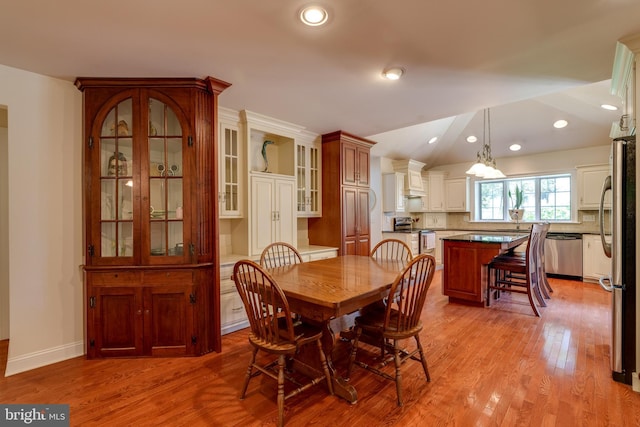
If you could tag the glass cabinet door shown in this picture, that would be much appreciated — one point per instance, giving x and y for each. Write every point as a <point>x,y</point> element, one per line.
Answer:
<point>116,182</point>
<point>166,211</point>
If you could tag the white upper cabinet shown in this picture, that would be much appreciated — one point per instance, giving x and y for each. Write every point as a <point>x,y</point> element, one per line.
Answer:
<point>230,162</point>
<point>456,195</point>
<point>393,199</point>
<point>436,191</point>
<point>412,172</point>
<point>309,176</point>
<point>590,180</point>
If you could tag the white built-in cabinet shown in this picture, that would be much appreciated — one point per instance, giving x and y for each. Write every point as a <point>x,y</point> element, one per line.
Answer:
<point>273,212</point>
<point>309,177</point>
<point>436,191</point>
<point>589,184</point>
<point>393,199</point>
<point>456,195</point>
<point>230,165</point>
<point>595,263</point>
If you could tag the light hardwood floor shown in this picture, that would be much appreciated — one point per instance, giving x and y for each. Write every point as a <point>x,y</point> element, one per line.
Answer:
<point>497,366</point>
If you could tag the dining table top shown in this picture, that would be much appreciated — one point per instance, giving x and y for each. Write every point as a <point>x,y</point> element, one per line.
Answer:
<point>332,287</point>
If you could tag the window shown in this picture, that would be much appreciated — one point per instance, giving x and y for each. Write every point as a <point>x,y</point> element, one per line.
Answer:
<point>545,198</point>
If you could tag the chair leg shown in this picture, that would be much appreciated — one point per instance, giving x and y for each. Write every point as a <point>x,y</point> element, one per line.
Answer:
<point>423,359</point>
<point>325,368</point>
<point>533,304</point>
<point>354,349</point>
<point>248,375</point>
<point>398,362</point>
<point>281,362</point>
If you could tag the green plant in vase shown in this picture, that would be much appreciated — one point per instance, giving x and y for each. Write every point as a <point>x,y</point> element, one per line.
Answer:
<point>517,211</point>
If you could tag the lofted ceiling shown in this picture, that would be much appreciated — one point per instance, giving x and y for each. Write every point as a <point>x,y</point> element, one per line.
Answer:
<point>530,61</point>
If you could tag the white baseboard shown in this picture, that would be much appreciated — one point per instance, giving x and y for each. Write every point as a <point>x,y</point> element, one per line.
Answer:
<point>37,359</point>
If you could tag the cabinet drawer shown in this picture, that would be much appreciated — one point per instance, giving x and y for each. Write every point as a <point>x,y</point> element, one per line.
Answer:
<point>227,286</point>
<point>120,278</point>
<point>231,309</point>
<point>171,277</point>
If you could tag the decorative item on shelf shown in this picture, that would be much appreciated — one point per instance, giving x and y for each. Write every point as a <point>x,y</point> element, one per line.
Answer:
<point>117,163</point>
<point>516,213</point>
<point>485,166</point>
<point>121,130</point>
<point>264,155</point>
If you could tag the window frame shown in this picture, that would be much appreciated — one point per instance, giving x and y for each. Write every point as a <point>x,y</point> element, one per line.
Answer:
<point>573,207</point>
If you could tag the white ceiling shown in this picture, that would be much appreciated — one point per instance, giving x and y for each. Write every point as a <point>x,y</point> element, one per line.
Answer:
<point>531,61</point>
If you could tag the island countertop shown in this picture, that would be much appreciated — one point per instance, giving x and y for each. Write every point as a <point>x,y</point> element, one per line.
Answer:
<point>465,259</point>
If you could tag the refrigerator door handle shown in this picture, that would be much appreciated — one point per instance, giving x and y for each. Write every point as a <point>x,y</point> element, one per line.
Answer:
<point>606,286</point>
<point>606,246</point>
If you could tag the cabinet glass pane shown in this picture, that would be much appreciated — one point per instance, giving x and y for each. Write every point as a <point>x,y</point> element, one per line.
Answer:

-------

__What you need to do__
Across all the entries above, how many lines hold the word "ceiling"? Answer with the number only.

__Expected output__
2